**TASKS TO CARRY OUT**
• A. Render this sentence from the employee turnover article into Spanish: "Lack of fulfillment and being passed up for a promotion are other reasons why workers are ditching their gigs."
• B. Carry on the employee turnover article from its final sentence.

**SOURCE DOCUMENT**
★ ★ ★ ★ ★

Lack of fulfillment and being passed up for a promotion are other reasons why workers are ditching their gigs. The study also confirmed the so-called turnover contagion effect hitting certain workplaces--that is, 58 percent of workers polled said seeing their peers quit influenced their decision to pursue new roles as well. 

For employers, this moment in time represents an opportunity to hit the reset button on their workplaces, says Cengage Group CEO Michael Hansen. "As millions reconsider what is important to them--in life and in their next job--there is an opportunity for employers to reconsider how they support employees' well-being and professional growth," he says.

Hansen recommends that employers invest in reskilling their workforce--offering opportunities to grow is a way not only to attract new workers, but also to retain your current ones.

★ ★ ★ ★ ★

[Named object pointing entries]
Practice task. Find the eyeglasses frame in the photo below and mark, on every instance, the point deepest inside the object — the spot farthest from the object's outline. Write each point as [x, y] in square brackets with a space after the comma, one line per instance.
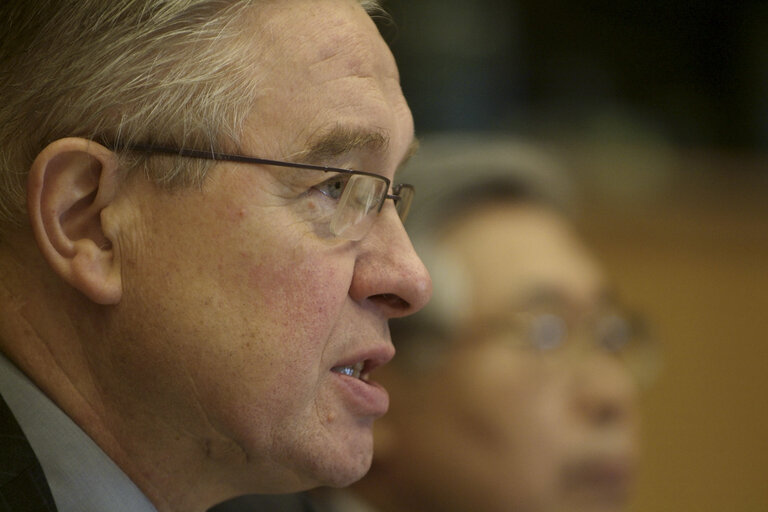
[242, 159]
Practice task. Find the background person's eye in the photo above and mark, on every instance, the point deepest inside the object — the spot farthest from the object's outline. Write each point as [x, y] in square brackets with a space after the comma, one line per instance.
[333, 187]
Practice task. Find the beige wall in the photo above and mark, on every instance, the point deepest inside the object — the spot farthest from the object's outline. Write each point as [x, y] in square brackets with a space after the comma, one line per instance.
[690, 249]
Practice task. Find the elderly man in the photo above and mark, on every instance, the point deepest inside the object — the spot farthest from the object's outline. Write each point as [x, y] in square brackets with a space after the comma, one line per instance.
[516, 388]
[194, 287]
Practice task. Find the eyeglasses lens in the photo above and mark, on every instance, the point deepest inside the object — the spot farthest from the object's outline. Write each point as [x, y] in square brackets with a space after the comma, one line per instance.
[358, 207]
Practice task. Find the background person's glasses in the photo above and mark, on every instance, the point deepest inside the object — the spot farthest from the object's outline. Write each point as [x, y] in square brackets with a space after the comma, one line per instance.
[360, 198]
[613, 331]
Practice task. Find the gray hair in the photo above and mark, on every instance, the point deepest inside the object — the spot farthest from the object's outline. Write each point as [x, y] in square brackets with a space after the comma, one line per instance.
[173, 72]
[453, 174]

★ ★ ★ ★ ★

**ANSWERS FOR THE TASKS**
• A. La falta de realización y el hecho de ser pasados por alto para un ascenso son otras razones por las que los trabajadores están abandonando sus empleos.

• B.
He explains this also goes beyond offering tuition reimbursement. Although Hansen thinks it's a great benefit, he believes that tuition reimbursement falls short since it's geared toward receiving a traditional degree. Some workers may want to see more imminent progress with something less time-consuming, such as a one-time course that lasts a few months. 

Hansen adds that it's striking to see the amount of people pursuing online training courses. "That says something about the dedication and resilience of the American workforce," he says. "These people aren't resigning because they're tired or exhausted; they're resigning because they have ambitions for themselves, goals, and aspirations."